Alıştırma tanımı:
Aşağıdaki verilerin tüm satırlarını, boş satırları atlayarak numaralı bir listeye dönüştürün.

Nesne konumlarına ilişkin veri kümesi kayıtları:

┄┄┄┄┄┄┄┄┄┄┄┄┄┄┄┄┄┄┄┄

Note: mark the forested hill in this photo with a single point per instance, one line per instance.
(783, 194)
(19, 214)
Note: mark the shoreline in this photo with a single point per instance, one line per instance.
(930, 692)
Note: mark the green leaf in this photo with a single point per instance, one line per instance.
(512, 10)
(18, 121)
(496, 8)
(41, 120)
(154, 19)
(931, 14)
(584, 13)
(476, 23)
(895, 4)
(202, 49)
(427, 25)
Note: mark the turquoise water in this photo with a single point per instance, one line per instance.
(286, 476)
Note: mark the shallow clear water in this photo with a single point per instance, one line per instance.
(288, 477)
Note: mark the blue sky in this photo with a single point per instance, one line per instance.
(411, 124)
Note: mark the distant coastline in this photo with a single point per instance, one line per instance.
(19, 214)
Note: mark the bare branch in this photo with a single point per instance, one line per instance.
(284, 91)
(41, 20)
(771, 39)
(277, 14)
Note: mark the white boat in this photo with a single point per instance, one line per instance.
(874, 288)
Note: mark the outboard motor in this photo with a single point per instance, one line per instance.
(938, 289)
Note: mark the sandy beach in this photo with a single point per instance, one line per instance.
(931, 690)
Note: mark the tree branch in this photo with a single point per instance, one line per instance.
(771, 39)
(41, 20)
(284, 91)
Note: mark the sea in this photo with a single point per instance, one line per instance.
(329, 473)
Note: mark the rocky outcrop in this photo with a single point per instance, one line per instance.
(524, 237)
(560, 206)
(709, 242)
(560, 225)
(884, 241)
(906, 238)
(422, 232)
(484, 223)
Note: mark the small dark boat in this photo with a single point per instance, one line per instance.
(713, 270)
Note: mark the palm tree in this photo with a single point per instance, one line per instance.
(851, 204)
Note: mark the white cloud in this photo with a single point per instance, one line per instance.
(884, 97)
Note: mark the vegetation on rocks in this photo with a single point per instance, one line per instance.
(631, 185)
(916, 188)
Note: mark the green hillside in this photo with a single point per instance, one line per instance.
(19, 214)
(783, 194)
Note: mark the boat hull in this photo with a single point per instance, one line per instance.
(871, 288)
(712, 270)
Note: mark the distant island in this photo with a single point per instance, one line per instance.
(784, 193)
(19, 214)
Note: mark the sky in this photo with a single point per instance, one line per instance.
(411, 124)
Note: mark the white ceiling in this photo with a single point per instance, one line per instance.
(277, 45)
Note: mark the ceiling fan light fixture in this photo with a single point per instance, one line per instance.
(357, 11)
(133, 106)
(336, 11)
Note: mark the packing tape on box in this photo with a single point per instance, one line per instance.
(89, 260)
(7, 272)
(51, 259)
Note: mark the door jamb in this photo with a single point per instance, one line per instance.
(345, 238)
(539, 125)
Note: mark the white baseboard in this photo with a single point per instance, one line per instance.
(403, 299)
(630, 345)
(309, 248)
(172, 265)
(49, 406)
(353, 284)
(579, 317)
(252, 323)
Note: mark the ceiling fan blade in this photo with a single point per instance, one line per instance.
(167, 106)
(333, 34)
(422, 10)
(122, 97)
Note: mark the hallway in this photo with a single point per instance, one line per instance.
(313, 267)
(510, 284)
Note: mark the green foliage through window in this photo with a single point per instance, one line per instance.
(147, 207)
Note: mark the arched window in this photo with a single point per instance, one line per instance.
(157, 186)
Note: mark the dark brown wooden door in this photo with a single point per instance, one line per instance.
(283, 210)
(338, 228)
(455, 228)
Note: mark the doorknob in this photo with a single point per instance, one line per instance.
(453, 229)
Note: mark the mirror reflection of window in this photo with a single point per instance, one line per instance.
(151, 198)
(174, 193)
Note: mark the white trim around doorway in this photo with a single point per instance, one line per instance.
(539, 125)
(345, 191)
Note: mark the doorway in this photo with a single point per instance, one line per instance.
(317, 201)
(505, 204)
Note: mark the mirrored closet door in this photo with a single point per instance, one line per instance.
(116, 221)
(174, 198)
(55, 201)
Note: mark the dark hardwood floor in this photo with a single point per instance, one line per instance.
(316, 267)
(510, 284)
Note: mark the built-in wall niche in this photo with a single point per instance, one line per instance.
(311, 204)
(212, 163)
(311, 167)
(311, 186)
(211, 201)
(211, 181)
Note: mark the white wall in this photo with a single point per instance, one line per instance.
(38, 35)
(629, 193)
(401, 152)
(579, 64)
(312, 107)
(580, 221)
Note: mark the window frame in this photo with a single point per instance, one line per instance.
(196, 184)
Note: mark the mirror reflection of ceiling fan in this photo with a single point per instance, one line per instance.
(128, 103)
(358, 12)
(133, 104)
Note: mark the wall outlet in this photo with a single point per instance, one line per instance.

┄┄┄┄┄┄┄┄┄┄┄┄┄┄┄┄┄┄┄┄

Yazılı yanıt:
1. Note: mark the forested hill in this photo with a single point per instance, one line per instance.
2. (783, 194)
3. (19, 214)
4. Note: mark the shoreline in this photo with a single point per instance, one line per instance.
5. (930, 692)
6. Note: mark the green leaf in this photo with a single point per instance, one line per instance.
7. (512, 10)
8. (18, 121)
9. (496, 8)
10. (41, 120)
11. (154, 19)
12. (931, 14)
13. (584, 13)
14. (476, 23)
15. (895, 4)
16. (202, 49)
17. (427, 25)
18. Note: mark the turquoise water in this photo with a single point per instance, one line per instance.
19. (286, 476)
20. Note: mark the shallow clear water in this photo with a single point per instance, one line per instance.
21. (288, 477)
22. Note: mark the blue sky in this photo with a single point per instance, one line per instance.
23. (411, 124)
24. Note: mark the distant coastline in this photo with a single point per instance, one line per instance.
25. (19, 214)
26. Note: mark the bare branch in this photo with a single point per instance, one line per instance.
27. (284, 91)
28. (41, 20)
29. (771, 39)
30. (277, 14)
31. Note: mark the white boat in this photo with a single point per instance, one line per instance.
32. (874, 288)
33. Note: mark the outboard motor in this photo with a single point per instance, one line per instance.
34. (938, 289)
35. Note: mark the sandy beach in this photo with a single point per instance, one line per instance.
36. (931, 690)
37. Note: mark the tree branch in this photo with a single point per instance, one line per instance.
38. (771, 39)
39. (41, 20)
40. (284, 91)
41. Note: mark the sea in this photo with a single point per instance, one line per instance.
42. (329, 473)
43. Note: mark the rocky outcrop in this photo with a single point per instance, one line per instance.
44. (524, 237)
45. (560, 206)
46. (709, 242)
47. (560, 225)
48. (884, 241)
49. (906, 238)
50. (422, 232)
51. (484, 223)
52. Note: mark the small dark boat in this photo with a single point per instance, one line per instance.
53. (713, 270)
54. Note: mark the palm tree in this photo with a single point per instance, one line per instance.
55. (851, 204)
56. Note: mark the white cloud in this photo with a single point per instance, one line per instance.
57. (884, 97)
58. Note: mark the vegetation on rocks in this photo with a single point per instance, one line per instance.
59. (631, 185)
60. (916, 188)
61. Note: mark the green hillside in this photo with a single point per instance, one line per instance.
62. (19, 214)
63. (783, 194)
64. Note: mark the boat hull in this photo with a single point per instance, one line per instance.
65. (871, 288)
66. (712, 270)
67. Note: mark the distant island in this photo with a single point per instance, one line per instance.
68. (784, 193)
69. (19, 214)
70. Note: mark the sky in this photo with a single point per instance, one line per instance.
71. (411, 124)
72. Note: mark the white ceiling in this photo with a single point per instance, one line per instance.
73. (277, 45)
74. Note: mark the ceiling fan light fixture in this photo with a single point per instance, one line per instance.
75. (357, 11)
76. (133, 106)
77. (336, 11)
78. Note: mark the packing tape on box in this photo with a single point per instance, one line per instance.
79. (89, 260)
80. (7, 272)
81. (51, 259)
82. Note: mark the door jamb in this photo with a single point per instance, one line per instance.
83. (345, 238)
84. (539, 125)
85. Note: mark the white baseboard in this photo with a single point per instance, one line per instance.
86. (403, 299)
87. (630, 345)
88. (309, 248)
89. (172, 265)
90. (49, 406)
91. (353, 284)
92. (579, 317)
93. (252, 323)
94. Note: mark the ceiling fan blade in this photo with a single point per instance, one line per instance.
95. (167, 106)
96. (333, 34)
97. (422, 10)
98. (122, 97)
99. Note: mark the hallway in this photo with a single point per instance, one line per instance.
100. (313, 267)
101. (510, 284)
102. Note: mark the green foliage through window in this photo with a single point per instance, one line per instance.
103. (147, 207)
104. Note: mark the arched window in this photo with a single point per instance, one line per instance.
105. (157, 186)
106. Note: mark the dark brown wooden door in this photo with a single point per instance, one line per instance.
107. (283, 210)
108. (338, 228)
109. (455, 228)
110. Note: mark the doorknob in this photo with a single point per instance, one line per instance.
111. (453, 229)
112. Note: mark the mirror reflection of window in this photo with a single point per instance, one line per instance.
113. (151, 198)
114. (174, 193)
115. Note: mark the white trim around doorway in this photo with a single point per instance, one line per instance.
116. (539, 125)
117. (345, 191)
118. Note: mark the doorway in this photo with a single point per instance, one line per instance.
119. (317, 201)
120. (505, 204)
121. Note: mark the mirrored closet door in this photo with a single point per instance, one line per instance.
122. (116, 221)
123. (174, 198)
124. (55, 201)
125. Note: mark the dark hardwood floor in this photo with a single point per instance, one line per instance.
126. (316, 267)
127. (510, 284)
128. Note: mark the built-in wall niche in this photo with a single point per instance, one line per instance.
129. (311, 204)
130. (212, 163)
131. (311, 167)
132. (311, 186)
133. (211, 201)
134. (211, 181)
135. Note: mark the white wall in this photo with a single point per instance, one line per instance.
136. (38, 35)
137. (629, 193)
138. (401, 152)
139. (579, 64)
140. (312, 107)
141. (580, 221)
142. Note: mark the window frame in this photo with a single point per instance, one line per instance.
143. (196, 184)
144. Note: mark the mirror reflection of ceiling fan in this photo with a single point per instance, one line per instance.
145. (128, 103)
146. (358, 12)
147. (133, 104)
148. Note: mark the wall outlet in this photo with a single point per instance, one line per instance.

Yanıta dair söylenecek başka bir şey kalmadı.